Teks sumber:
HAK MEREK
1. Latar Belakang
Banyak hal yang didapatkan
dari merek-merek terkenal terutama dalam hal ekonomi. Keuntungan dalam bentuk
materi akan mudah didapatkan dengan cara yang instan. Dimana pada saat ini
bayak sekali kasus yang numpang / nebeng dengan merek terkenal
agar dapat mendongkrak keuntungan dan poularitas sebuah merek yang kurang mendapat
perhatian dari konsumen. Banyak merek yang kelihatannya seperti merek aslinya
tetapi sebenarnya tidak palsu yang sering disebut dengan aspal (asli tapi
palsu).
Banyak alasan saat ini mengapa
tindakan pemanfaatan merek-merek terkenal dilakukan, diantaranya adalah agar
mudah dipasarkan mudah untuk bertransaksi jual beli, tidak perlu mengurus nomor
pendaftaran ke Dirjen HKI, mengurangi pengeluaran untuk untuk membangun citra
produknya (brand image) dan tidak perlu membuat divisi riset dan
pengembangan untuk dapat menghasilkan produk yang selalu up to date.
Jika hanya dipandang dari segi
ekonomi memang pemanfaatan merek akan memberi dampak luar biasa untuk meraup
keuntungan serta popularitas sebuah merek yang baru seumur jagung. Tiba-tiba
dengan cara yang gampang sudah menjadi konsumsi dimasyarakat. Kenyataan ini
memang tidak bisa disangkal karena fakta dilapangan, dimana masyarakat memiliki
kriteria untuk mengkonsumsi suatu produk. Salah satu dari kriteria tersebut
melihat merek sebuah produk kemudian baru membelinya.

(Catatan yang terdapat dalam set data)

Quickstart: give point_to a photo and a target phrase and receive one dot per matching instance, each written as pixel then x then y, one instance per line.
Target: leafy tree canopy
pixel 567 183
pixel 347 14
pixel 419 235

Permintaan: Tolong tuliskan lanjutan teks tentang hak merek di atas, mulai tepat setelah kalimat terakhirnya.

Hasil:
Dengan berbagai kasus yang sudah
beranak pinak di tengah masyarakat ini membuat banyak merek yang di jiplak
/ contek. Baik dari segi bentuk, ukuran, warna, desain, tulisan,
penyebutan, gambar dan masih banyak lagi. Meski sudah dibuat regulasi yang
mengatur mengenai hal ini. Namum tetap saja plagiarisme masih melekat di
kehidupan masyarakat terutama dibidang perdagangan yang memang sangat erat
dengan merek. Sudah banyak merek yang mengalami penolakan dan tidak memenuhi
syarat untuk didaftarkan. Karena banyaknya merek kembar tetapi beda yang
ditemukan ditengah masyarakat.
Ternyata fakta yang ada menunjukkan
tidak hanya dalam merek yang berada dalam negeri. Kesamaan antara merek dalam
negeri dengan mereka diluar negeri juga dimungkinkan terjadi. Hal-hal lain juga
dapat dimungkinkan terjadi dan akan dibahas dan dikaji lebih mendalam lagi.
Dalam penolakan dan tidak didaftarkannya sebuah merek akan dibahas berdasarkan
dengan kasus yang sudah terjadi. Untuk dicari pemecahan masalah dan diberikan
kesimpulan yang bersifat ilmiah.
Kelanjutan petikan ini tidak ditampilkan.